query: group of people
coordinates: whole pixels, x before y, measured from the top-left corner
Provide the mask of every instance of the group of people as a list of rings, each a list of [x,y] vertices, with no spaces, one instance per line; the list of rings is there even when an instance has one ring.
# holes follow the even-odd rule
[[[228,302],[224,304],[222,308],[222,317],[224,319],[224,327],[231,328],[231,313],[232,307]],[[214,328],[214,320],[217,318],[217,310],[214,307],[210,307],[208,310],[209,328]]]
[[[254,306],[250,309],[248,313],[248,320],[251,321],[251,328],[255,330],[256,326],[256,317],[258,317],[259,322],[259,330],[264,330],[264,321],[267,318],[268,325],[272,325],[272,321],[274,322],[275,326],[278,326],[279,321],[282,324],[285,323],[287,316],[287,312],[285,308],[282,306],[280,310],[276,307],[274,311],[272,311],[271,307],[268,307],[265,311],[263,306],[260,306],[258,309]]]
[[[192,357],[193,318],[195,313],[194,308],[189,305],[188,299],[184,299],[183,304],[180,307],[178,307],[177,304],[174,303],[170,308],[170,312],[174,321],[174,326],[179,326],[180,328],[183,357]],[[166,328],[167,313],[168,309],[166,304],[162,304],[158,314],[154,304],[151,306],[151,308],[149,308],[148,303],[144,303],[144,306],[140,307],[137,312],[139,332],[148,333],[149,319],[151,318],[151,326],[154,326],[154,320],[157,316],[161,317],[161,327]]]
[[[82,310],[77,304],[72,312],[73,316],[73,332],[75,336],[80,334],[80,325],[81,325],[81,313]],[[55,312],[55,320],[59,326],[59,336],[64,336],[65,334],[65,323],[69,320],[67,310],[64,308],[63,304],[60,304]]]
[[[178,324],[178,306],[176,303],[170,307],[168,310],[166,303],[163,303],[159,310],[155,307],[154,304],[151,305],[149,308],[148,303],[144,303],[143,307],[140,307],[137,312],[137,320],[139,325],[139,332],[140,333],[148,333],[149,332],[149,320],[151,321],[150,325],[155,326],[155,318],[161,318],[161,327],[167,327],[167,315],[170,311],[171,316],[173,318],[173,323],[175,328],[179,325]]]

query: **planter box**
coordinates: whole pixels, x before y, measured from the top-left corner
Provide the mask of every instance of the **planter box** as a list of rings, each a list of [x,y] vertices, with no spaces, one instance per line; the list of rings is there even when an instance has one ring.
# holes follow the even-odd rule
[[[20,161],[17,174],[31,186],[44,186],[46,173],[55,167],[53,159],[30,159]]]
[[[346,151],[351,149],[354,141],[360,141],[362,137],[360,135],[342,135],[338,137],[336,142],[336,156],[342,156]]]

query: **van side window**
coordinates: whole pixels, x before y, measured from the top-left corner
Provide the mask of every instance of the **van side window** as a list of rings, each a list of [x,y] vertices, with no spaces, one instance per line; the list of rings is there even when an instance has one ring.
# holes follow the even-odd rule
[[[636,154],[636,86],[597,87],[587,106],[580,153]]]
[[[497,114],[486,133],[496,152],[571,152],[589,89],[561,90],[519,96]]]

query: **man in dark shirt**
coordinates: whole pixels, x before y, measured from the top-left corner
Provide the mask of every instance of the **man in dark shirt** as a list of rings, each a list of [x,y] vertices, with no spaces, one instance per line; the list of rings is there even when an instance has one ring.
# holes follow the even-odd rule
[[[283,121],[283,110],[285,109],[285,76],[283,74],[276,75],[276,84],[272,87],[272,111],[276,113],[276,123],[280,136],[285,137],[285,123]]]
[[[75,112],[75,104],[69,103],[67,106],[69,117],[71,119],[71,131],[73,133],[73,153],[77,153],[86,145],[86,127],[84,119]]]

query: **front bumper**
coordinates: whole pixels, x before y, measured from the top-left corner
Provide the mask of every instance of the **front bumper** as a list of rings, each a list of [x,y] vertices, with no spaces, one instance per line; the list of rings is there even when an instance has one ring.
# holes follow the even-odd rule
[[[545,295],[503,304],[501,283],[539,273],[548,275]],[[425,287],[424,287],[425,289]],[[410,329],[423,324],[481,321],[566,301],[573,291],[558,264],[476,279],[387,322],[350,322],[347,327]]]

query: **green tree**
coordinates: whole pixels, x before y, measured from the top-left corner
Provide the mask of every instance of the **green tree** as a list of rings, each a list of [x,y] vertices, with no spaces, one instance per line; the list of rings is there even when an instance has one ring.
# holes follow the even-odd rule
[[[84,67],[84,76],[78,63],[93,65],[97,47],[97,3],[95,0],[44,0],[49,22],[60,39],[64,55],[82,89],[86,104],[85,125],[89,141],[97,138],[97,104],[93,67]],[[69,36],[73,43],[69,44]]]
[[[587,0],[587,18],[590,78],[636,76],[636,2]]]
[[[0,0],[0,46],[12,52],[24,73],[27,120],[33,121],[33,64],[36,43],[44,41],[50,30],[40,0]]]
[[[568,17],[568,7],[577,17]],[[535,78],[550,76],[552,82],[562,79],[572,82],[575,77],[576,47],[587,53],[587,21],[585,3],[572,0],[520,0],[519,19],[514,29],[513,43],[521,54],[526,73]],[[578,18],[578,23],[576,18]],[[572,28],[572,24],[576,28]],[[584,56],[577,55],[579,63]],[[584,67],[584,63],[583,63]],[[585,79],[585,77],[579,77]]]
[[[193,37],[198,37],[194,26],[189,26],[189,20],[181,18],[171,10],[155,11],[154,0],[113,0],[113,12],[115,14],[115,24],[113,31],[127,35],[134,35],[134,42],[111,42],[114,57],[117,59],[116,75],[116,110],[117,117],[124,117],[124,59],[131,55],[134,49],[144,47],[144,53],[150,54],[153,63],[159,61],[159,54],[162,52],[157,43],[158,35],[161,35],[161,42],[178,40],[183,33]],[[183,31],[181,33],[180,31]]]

Try it: Filter the listing down to the lines holding the word "query", and return those.

Reply to the exercise:
query: group of people
query: **planter box**
query: **van side window**
query: **man in dark shirt**
query: **front bumper**
query: **green tree**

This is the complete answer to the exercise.